_GIVEN EXERCISE_
Edit the records below by replacing "keypoint" with "landmark", leaving every other line unchanged. Leave the pictures out of the answer.

-- RECORDS SUPPLIED start --

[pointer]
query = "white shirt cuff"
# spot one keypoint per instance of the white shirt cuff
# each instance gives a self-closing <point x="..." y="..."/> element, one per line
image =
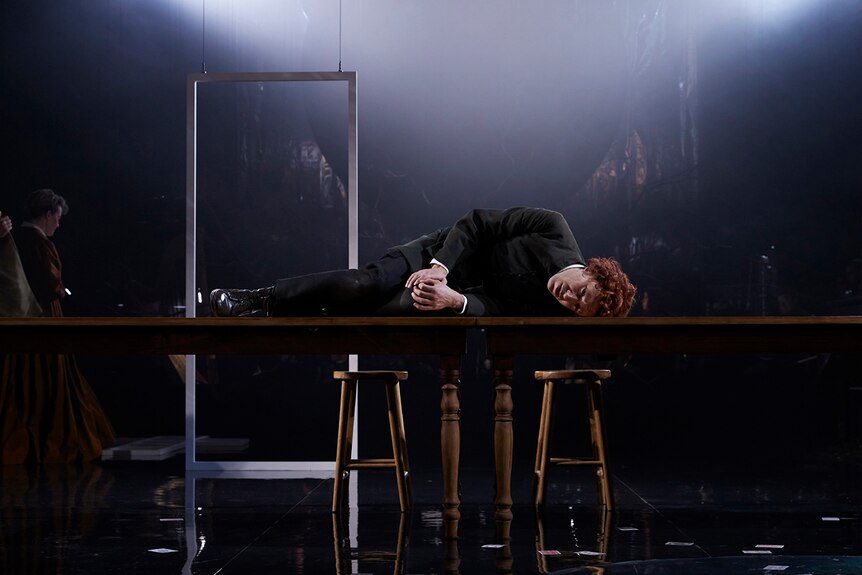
<point x="441" y="264"/>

-- RECORDS SUPPLIED end --

_EXERCISE RESULT_
[pointer]
query = "white shirt cuff"
# spot one landmark per instance of the white shirt cuff
# each instance gives a self-closing <point x="..." y="..."/> element, one per line
image =
<point x="441" y="264"/>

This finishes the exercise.